Stored data entries
====================

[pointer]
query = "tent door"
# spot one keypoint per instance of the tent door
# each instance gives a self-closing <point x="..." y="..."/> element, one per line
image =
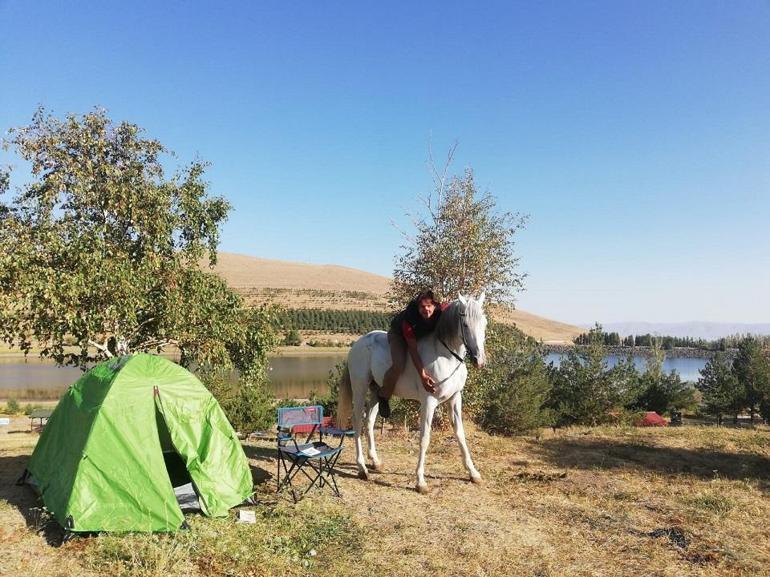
<point x="184" y="488"/>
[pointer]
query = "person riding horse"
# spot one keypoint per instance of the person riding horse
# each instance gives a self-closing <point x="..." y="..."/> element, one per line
<point x="417" y="320"/>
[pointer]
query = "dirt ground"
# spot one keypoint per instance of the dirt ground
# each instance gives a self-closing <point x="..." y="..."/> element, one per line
<point x="580" y="502"/>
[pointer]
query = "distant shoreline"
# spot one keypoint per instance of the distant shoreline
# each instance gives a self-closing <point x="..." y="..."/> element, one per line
<point x="675" y="353"/>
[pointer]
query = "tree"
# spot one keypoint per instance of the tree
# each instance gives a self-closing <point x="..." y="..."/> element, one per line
<point x="462" y="244"/>
<point x="722" y="394"/>
<point x="101" y="249"/>
<point x="752" y="369"/>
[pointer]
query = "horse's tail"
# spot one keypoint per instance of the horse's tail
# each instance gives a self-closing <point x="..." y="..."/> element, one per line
<point x="344" y="399"/>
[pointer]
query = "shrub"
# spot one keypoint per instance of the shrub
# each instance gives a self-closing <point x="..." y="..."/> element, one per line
<point x="248" y="406"/>
<point x="509" y="395"/>
<point x="516" y="403"/>
<point x="292" y="338"/>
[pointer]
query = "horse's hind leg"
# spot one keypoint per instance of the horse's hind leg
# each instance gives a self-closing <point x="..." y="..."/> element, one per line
<point x="371" y="419"/>
<point x="427" y="408"/>
<point x="456" y="412"/>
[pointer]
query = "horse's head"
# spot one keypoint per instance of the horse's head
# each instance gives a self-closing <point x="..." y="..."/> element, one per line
<point x="473" y="328"/>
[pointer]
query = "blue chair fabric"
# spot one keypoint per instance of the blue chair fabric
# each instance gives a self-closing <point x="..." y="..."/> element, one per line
<point x="314" y="459"/>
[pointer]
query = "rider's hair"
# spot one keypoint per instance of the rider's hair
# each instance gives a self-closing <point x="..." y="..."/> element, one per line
<point x="426" y="294"/>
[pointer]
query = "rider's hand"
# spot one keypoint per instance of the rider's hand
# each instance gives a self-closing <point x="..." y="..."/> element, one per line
<point x="427" y="381"/>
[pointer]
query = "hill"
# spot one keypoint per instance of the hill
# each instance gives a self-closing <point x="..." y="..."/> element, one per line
<point x="333" y="287"/>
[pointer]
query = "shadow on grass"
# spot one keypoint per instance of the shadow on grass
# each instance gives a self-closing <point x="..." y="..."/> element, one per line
<point x="610" y="454"/>
<point x="24" y="498"/>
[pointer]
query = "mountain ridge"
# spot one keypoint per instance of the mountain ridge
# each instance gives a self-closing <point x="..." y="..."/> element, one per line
<point x="334" y="287"/>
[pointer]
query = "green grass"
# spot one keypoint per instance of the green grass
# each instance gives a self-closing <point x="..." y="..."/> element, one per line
<point x="285" y="540"/>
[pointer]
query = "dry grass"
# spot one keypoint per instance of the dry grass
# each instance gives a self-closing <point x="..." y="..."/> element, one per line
<point x="581" y="502"/>
<point x="299" y="285"/>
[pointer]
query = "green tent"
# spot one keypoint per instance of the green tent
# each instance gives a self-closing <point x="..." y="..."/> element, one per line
<point x="124" y="436"/>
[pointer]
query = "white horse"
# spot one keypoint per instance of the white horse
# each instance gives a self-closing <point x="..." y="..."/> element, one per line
<point x="460" y="329"/>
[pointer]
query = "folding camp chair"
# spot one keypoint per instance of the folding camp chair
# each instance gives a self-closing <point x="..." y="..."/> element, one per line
<point x="314" y="459"/>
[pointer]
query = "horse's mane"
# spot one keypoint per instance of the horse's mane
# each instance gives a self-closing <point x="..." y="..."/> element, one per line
<point x="448" y="324"/>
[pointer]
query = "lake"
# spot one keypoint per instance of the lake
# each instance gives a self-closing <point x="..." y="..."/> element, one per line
<point x="291" y="376"/>
<point x="687" y="367"/>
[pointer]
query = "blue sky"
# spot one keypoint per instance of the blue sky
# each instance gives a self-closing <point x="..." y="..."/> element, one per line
<point x="636" y="135"/>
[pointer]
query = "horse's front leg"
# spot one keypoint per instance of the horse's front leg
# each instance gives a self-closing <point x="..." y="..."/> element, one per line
<point x="359" y="402"/>
<point x="456" y="413"/>
<point x="371" y="419"/>
<point x="427" y="409"/>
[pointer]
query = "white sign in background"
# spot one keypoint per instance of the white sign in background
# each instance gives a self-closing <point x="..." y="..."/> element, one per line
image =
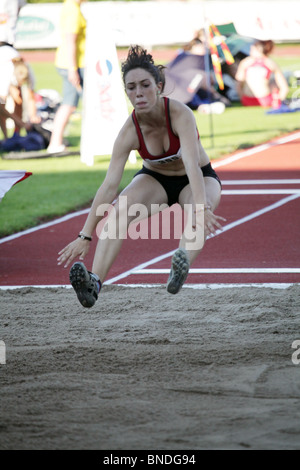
<point x="151" y="23"/>
<point x="105" y="107"/>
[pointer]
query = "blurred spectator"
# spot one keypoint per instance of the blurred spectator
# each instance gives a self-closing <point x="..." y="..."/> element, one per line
<point x="21" y="91"/>
<point x="260" y="81"/>
<point x="70" y="62"/>
<point x="189" y="78"/>
<point x="9" y="12"/>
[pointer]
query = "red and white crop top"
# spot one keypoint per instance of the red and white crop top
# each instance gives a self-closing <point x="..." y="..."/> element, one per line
<point x="174" y="151"/>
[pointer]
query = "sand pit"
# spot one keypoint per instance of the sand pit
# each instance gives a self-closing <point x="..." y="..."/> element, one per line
<point x="205" y="369"/>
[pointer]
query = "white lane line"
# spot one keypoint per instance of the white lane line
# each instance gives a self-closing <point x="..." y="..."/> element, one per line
<point x="46" y="225"/>
<point x="272" y="285"/>
<point x="225" y="229"/>
<point x="225" y="271"/>
<point x="254" y="150"/>
<point x="224" y="162"/>
<point x="250" y="192"/>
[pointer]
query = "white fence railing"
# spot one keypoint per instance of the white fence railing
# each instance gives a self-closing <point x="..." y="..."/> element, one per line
<point x="153" y="23"/>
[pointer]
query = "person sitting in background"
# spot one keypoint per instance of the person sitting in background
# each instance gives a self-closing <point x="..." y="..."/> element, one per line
<point x="70" y="62"/>
<point x="259" y="79"/>
<point x="17" y="93"/>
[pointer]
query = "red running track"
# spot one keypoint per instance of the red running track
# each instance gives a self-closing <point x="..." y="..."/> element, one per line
<point x="259" y="243"/>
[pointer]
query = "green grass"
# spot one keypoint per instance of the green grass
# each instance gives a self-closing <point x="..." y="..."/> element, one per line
<point x="61" y="185"/>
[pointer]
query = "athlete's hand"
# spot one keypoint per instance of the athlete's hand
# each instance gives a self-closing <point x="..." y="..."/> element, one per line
<point x="74" y="249"/>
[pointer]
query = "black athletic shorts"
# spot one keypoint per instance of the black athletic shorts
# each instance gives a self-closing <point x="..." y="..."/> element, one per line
<point x="173" y="185"/>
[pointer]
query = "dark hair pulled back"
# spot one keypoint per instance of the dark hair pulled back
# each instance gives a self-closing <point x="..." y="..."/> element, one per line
<point x="139" y="58"/>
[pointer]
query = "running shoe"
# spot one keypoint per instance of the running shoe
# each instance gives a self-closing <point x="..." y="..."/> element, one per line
<point x="179" y="271"/>
<point x="85" y="284"/>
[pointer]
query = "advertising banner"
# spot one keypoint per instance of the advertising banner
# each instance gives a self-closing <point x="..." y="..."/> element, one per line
<point x="105" y="108"/>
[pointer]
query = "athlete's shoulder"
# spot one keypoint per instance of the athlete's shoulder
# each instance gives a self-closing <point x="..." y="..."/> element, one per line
<point x="178" y="108"/>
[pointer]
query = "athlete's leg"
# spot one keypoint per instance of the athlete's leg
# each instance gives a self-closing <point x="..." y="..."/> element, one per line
<point x="143" y="190"/>
<point x="192" y="241"/>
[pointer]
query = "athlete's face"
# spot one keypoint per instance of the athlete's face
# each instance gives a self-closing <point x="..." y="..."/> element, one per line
<point x="141" y="89"/>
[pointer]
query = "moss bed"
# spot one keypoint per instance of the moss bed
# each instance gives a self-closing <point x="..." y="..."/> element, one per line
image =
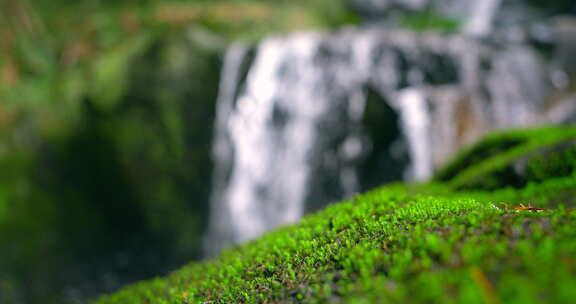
<point x="431" y="243"/>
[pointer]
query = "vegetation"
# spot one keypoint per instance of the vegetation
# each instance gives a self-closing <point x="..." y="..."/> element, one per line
<point x="416" y="244"/>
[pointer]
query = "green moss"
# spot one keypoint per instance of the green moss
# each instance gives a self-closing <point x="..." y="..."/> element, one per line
<point x="416" y="244"/>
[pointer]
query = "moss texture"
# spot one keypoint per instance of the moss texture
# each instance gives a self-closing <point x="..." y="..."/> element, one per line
<point x="411" y="244"/>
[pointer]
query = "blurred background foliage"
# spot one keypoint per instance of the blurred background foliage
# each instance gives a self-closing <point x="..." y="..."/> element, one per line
<point x="106" y="112"/>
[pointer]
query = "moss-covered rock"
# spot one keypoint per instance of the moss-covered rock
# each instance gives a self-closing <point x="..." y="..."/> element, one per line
<point x="513" y="158"/>
<point x="417" y="244"/>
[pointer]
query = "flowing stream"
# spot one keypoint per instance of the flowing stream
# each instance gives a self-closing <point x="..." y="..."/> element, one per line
<point x="291" y="136"/>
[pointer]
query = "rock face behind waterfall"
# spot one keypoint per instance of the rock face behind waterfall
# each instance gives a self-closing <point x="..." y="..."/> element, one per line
<point x="311" y="118"/>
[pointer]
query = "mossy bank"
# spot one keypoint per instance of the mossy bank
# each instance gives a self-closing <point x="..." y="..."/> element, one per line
<point x="430" y="243"/>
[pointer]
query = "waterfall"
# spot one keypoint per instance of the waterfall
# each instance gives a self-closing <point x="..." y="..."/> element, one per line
<point x="290" y="136"/>
<point x="479" y="24"/>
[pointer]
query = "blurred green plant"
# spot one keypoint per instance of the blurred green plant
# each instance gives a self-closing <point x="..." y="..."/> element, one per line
<point x="429" y="20"/>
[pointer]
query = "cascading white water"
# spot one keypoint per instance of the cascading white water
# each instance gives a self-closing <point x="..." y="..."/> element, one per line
<point x="415" y="123"/>
<point x="289" y="134"/>
<point x="479" y="23"/>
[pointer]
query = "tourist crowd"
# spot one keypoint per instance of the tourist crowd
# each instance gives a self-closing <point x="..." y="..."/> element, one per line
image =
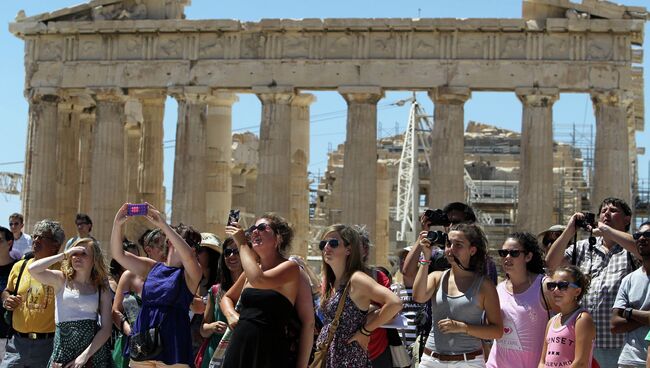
<point x="180" y="298"/>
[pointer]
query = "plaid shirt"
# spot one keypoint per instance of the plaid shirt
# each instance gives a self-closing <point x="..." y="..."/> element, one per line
<point x="607" y="269"/>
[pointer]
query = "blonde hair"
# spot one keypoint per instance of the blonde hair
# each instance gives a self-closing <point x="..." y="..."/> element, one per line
<point x="99" y="272"/>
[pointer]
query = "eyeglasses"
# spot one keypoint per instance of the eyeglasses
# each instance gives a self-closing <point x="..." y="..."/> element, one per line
<point x="514" y="253"/>
<point x="645" y="234"/>
<point x="561" y="285"/>
<point x="230" y="251"/>
<point x="332" y="242"/>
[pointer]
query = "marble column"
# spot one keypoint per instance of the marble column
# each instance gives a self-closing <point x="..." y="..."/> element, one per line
<point x="611" y="161"/>
<point x="382" y="239"/>
<point x="188" y="197"/>
<point x="299" y="211"/>
<point x="535" y="203"/>
<point x="107" y="167"/>
<point x="86" y="128"/>
<point x="68" y="168"/>
<point x="359" y="191"/>
<point x="446" y="180"/>
<point x="40" y="157"/>
<point x="274" y="170"/>
<point x="219" y="161"/>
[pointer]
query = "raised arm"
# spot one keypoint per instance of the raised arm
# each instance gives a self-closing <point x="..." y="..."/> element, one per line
<point x="138" y="265"/>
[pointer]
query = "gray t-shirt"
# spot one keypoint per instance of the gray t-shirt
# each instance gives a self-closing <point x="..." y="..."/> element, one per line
<point x="634" y="292"/>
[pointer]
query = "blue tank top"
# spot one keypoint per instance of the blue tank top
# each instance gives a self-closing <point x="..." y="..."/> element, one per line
<point x="463" y="308"/>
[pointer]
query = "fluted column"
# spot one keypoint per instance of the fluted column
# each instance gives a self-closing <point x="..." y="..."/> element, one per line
<point x="188" y="197"/>
<point x="446" y="180"/>
<point x="299" y="211"/>
<point x="359" y="194"/>
<point x="274" y="170"/>
<point x="535" y="204"/>
<point x="107" y="166"/>
<point x="40" y="157"/>
<point x="67" y="158"/>
<point x="611" y="161"/>
<point x="219" y="156"/>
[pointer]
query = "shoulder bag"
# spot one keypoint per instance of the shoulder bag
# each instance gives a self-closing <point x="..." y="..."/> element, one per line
<point x="320" y="356"/>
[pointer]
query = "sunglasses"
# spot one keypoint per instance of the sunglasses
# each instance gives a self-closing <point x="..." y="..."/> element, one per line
<point x="514" y="253"/>
<point x="561" y="285"/>
<point x="332" y="242"/>
<point x="230" y="251"/>
<point x="645" y="234"/>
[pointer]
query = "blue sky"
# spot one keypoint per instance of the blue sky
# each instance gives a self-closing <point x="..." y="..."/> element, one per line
<point x="328" y="113"/>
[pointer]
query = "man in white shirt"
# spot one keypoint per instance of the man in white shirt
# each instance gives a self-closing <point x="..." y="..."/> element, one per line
<point x="22" y="241"/>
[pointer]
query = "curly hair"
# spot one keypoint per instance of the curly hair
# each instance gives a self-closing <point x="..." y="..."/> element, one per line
<point x="529" y="242"/>
<point x="476" y="238"/>
<point x="281" y="227"/>
<point x="99" y="272"/>
<point x="578" y="276"/>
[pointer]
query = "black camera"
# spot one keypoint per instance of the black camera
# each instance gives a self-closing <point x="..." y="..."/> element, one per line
<point x="437" y="237"/>
<point x="437" y="217"/>
<point x="589" y="220"/>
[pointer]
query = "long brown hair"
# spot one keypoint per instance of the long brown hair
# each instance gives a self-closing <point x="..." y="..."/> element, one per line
<point x="353" y="262"/>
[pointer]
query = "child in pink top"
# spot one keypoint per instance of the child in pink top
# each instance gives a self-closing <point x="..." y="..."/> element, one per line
<point x="570" y="334"/>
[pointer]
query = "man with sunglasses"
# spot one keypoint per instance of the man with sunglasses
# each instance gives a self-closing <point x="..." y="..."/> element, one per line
<point x="631" y="311"/>
<point x="22" y="241"/>
<point x="608" y="261"/>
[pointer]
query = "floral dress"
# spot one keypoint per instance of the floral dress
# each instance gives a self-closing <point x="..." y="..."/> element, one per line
<point x="340" y="353"/>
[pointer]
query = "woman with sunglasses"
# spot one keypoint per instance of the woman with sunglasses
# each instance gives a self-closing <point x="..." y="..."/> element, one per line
<point x="214" y="321"/>
<point x="460" y="298"/>
<point x="570" y="334"/>
<point x="265" y="294"/>
<point x="345" y="273"/>
<point x="167" y="292"/>
<point x="526" y="305"/>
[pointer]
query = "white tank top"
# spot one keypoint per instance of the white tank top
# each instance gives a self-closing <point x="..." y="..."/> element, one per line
<point x="72" y="306"/>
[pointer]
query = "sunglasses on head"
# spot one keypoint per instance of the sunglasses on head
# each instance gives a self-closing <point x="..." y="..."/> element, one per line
<point x="332" y="242"/>
<point x="645" y="234"/>
<point x="230" y="251"/>
<point x="514" y="253"/>
<point x="561" y="285"/>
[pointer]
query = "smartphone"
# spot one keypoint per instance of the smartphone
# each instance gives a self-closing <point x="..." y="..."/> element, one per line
<point x="136" y="209"/>
<point x="233" y="216"/>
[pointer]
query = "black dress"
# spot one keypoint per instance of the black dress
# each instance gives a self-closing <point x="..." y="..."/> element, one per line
<point x="260" y="338"/>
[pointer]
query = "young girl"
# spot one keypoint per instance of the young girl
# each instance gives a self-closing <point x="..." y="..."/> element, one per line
<point x="81" y="292"/>
<point x="570" y="334"/>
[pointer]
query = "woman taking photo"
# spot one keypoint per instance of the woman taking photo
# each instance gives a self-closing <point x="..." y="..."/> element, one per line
<point x="526" y="304"/>
<point x="267" y="292"/>
<point x="214" y="321"/>
<point x="459" y="297"/>
<point x="346" y="276"/>
<point x="81" y="293"/>
<point x="166" y="294"/>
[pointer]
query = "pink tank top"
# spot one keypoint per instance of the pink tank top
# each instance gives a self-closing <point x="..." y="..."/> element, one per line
<point x="560" y="342"/>
<point x="524" y="316"/>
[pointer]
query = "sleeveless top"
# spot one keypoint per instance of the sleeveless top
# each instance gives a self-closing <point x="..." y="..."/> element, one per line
<point x="524" y="316"/>
<point x="260" y="338"/>
<point x="340" y="353"/>
<point x="560" y="342"/>
<point x="463" y="308"/>
<point x="72" y="306"/>
<point x="166" y="303"/>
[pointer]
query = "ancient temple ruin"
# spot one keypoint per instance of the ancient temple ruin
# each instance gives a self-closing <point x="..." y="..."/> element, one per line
<point x="97" y="76"/>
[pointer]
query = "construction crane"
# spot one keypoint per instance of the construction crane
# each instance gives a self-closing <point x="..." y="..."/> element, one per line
<point x="419" y="128"/>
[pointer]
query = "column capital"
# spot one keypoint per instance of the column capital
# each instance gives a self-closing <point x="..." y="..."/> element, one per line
<point x="361" y="94"/>
<point x="450" y="95"/>
<point x="303" y="100"/>
<point x="221" y="98"/>
<point x="538" y="97"/>
<point x="612" y="97"/>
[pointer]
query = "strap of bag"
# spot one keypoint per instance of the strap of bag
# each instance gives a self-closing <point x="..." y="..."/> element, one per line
<point x="335" y="322"/>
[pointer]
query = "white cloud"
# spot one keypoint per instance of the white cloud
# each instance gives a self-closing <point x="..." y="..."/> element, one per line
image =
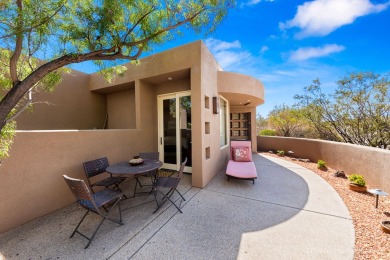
<point x="321" y="17"/>
<point x="216" y="45"/>
<point x="228" y="54"/>
<point x="253" y="2"/>
<point x="315" y="52"/>
<point x="264" y="49"/>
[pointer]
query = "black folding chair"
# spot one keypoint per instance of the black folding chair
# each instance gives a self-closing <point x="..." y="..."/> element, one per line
<point x="169" y="184"/>
<point x="92" y="202"/>
<point x="93" y="169"/>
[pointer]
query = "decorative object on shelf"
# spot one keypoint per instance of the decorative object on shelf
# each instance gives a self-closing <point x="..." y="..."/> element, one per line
<point x="136" y="161"/>
<point x="216" y="105"/>
<point x="357" y="183"/>
<point x="385" y="225"/>
<point x="377" y="193"/>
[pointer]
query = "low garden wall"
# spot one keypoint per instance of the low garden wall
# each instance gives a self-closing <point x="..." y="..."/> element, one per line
<point x="372" y="163"/>
<point x="31" y="178"/>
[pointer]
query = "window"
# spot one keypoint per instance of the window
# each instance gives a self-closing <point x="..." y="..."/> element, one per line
<point x="223" y="122"/>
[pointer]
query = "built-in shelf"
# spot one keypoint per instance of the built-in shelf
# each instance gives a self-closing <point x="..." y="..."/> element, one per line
<point x="207" y="127"/>
<point x="207" y="152"/>
<point x="240" y="126"/>
<point x="207" y="102"/>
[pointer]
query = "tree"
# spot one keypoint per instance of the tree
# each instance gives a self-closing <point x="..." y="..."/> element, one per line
<point x="358" y="112"/>
<point x="261" y="123"/>
<point x="63" y="32"/>
<point x="288" y="121"/>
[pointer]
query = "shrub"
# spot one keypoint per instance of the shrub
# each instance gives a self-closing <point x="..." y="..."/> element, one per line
<point x="268" y="132"/>
<point x="321" y="164"/>
<point x="357" y="179"/>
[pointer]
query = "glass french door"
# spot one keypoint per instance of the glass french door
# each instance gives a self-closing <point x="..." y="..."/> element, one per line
<point x="174" y="130"/>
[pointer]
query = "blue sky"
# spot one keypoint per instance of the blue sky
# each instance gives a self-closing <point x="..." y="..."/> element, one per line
<point x="288" y="43"/>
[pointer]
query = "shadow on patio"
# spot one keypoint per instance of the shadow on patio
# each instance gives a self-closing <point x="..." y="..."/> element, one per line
<point x="290" y="212"/>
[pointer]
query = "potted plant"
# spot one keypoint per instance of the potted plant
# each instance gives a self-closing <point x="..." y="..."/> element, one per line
<point x="357" y="183"/>
<point x="321" y="165"/>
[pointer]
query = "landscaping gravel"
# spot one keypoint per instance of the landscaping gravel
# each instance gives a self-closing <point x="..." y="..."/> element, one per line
<point x="370" y="241"/>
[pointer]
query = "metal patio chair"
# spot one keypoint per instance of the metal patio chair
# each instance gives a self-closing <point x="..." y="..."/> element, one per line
<point x="166" y="186"/>
<point x="96" y="168"/>
<point x="93" y="202"/>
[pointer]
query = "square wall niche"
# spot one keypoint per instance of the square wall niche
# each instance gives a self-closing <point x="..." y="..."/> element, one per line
<point x="207" y="152"/>
<point x="207" y="127"/>
<point x="207" y="102"/>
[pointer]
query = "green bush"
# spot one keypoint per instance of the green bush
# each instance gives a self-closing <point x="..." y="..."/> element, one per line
<point x="268" y="132"/>
<point x="321" y="164"/>
<point x="357" y="179"/>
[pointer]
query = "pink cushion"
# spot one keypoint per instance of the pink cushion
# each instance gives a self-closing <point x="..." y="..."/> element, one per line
<point x="241" y="169"/>
<point x="241" y="154"/>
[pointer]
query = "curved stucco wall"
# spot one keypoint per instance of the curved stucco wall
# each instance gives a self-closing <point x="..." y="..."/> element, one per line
<point x="230" y="83"/>
<point x="372" y="163"/>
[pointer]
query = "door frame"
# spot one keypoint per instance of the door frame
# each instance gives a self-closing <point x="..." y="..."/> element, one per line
<point x="160" y="129"/>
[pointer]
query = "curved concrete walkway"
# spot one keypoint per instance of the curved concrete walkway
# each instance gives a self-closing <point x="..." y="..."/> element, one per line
<point x="290" y="213"/>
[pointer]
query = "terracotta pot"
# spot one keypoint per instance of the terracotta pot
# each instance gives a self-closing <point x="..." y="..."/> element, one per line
<point x="385" y="225"/>
<point x="357" y="188"/>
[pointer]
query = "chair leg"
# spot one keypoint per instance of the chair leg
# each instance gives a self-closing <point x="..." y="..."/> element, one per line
<point x="104" y="217"/>
<point x="180" y="195"/>
<point x="75" y="230"/>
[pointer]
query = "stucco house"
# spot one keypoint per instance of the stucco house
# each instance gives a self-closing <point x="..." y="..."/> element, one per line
<point x="179" y="102"/>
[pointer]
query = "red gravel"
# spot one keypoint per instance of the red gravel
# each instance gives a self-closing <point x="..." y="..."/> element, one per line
<point x="370" y="241"/>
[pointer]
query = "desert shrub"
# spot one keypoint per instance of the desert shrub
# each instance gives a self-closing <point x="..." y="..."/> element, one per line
<point x="267" y="132"/>
<point x="357" y="179"/>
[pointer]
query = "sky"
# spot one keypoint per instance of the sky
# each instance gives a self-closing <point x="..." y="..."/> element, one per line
<point x="286" y="44"/>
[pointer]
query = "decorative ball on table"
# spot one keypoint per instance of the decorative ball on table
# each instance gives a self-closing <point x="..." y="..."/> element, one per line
<point x="136" y="161"/>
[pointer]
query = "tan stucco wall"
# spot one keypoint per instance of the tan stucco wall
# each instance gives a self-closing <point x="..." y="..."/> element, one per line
<point x="121" y="110"/>
<point x="372" y="163"/>
<point x="71" y="106"/>
<point x="38" y="159"/>
<point x="202" y="80"/>
<point x="209" y="87"/>
<point x="238" y="88"/>
<point x="31" y="178"/>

====================

> _What the task requires_
What is the number of lines in the records that hold the word "face"? Answer with that number only.

> _Response below_
4